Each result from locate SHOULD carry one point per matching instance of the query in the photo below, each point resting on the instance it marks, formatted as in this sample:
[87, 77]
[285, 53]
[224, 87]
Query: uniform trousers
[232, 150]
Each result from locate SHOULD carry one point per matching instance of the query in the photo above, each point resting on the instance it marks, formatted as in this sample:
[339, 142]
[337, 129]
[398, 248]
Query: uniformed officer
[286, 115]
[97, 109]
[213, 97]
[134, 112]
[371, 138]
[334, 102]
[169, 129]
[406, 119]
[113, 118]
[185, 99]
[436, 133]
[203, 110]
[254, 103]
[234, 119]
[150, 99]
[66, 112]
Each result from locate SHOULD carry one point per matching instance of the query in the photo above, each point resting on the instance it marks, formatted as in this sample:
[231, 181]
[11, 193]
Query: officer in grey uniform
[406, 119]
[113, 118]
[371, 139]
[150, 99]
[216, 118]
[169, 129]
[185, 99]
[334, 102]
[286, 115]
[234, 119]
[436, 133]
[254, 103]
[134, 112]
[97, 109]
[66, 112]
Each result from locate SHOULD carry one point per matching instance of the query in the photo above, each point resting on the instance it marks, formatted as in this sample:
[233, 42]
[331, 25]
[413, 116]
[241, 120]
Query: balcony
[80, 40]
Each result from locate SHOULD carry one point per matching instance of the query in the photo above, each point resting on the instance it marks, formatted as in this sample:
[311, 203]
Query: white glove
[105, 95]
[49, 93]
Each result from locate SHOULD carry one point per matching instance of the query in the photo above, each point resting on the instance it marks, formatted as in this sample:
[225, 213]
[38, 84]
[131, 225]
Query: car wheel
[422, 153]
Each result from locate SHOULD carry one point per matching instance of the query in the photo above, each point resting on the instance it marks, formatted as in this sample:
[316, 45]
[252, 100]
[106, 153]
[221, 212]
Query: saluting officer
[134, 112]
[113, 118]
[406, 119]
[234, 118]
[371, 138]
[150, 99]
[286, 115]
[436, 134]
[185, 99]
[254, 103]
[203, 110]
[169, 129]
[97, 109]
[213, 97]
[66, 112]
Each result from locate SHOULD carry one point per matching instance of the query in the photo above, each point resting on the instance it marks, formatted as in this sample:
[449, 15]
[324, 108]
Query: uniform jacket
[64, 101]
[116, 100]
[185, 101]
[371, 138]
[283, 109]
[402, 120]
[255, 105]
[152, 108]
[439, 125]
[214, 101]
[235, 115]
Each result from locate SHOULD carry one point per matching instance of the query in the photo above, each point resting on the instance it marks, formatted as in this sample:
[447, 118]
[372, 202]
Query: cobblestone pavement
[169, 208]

### Written task
Give a word-for-word copy of the records.

### Task response
Each result from locate SHOULD carry one point per matching instance of the query in the photo below, each point resting on the instance it marks, formatted as in this sample:
[87, 77]
[285, 53]
[224, 87]
Query: uniform trousers
[232, 150]
Each result from locate SHOULD carry one point per matching instance of the query in the photo above, each point resting on the instance it marks, formatted as in this sample:
[339, 142]
[337, 129]
[398, 248]
Query: uniformed officer
[286, 115]
[97, 109]
[213, 97]
[134, 112]
[371, 138]
[334, 102]
[169, 129]
[406, 119]
[113, 118]
[185, 99]
[436, 133]
[203, 110]
[254, 103]
[234, 119]
[150, 99]
[66, 112]
Each result from locate SHOULD carry one point per matching instance of the query in the photo above, each point resting on the instance it marks, formatted as in this sample:
[231, 181]
[11, 193]
Query: officer in grey uniform
[406, 119]
[113, 118]
[371, 139]
[150, 99]
[216, 118]
[169, 129]
[185, 99]
[334, 102]
[286, 115]
[234, 119]
[436, 133]
[254, 103]
[134, 112]
[97, 109]
[66, 112]
Each result from locate SHOULD carry one point per matching instance of the query in the photo above, each point resting on the instance it marks, formatted as in this sample:
[233, 42]
[331, 25]
[413, 116]
[241, 120]
Query: balcony
[80, 40]
Each result from locate SHOULD carry one point per matching instance of the query in the photo above, each point resting on the instance it marks, formatted as in this sample:
[311, 203]
Query: white glove
[105, 95]
[49, 93]
Each result from locate SHOULD carry one point per matching instance of the query in the photo above, each point resting on the instance it marks, formatted as in this sample:
[225, 213]
[38, 84]
[131, 225]
Query: car wheel
[422, 153]
Each result from locate SHOULD carry one point per matching instance of the query in the photo above, each point resting on the instance it marks, formatted as in this sample:
[316, 45]
[252, 100]
[106, 153]
[221, 212]
Query: saluting officer
[134, 112]
[113, 118]
[406, 119]
[234, 118]
[371, 138]
[150, 99]
[286, 115]
[436, 134]
[185, 99]
[254, 103]
[203, 110]
[169, 129]
[97, 109]
[213, 97]
[66, 112]
Each result from locate SHOULD carry one point per matching instance of the query in the photo above, each point resting on the instance it marks, formatted as in this sample:
[449, 15]
[324, 108]
Query: uniform jacket
[64, 101]
[116, 100]
[185, 101]
[371, 138]
[283, 109]
[402, 120]
[255, 105]
[152, 108]
[439, 125]
[214, 101]
[235, 115]
Each result from locate SHOULD carry one point per matching instance of the query in the photo above, each point resting on the instance it marks, formatted as in this sample:
[447, 118]
[372, 202]
Query: cobblestone pavement
[169, 208]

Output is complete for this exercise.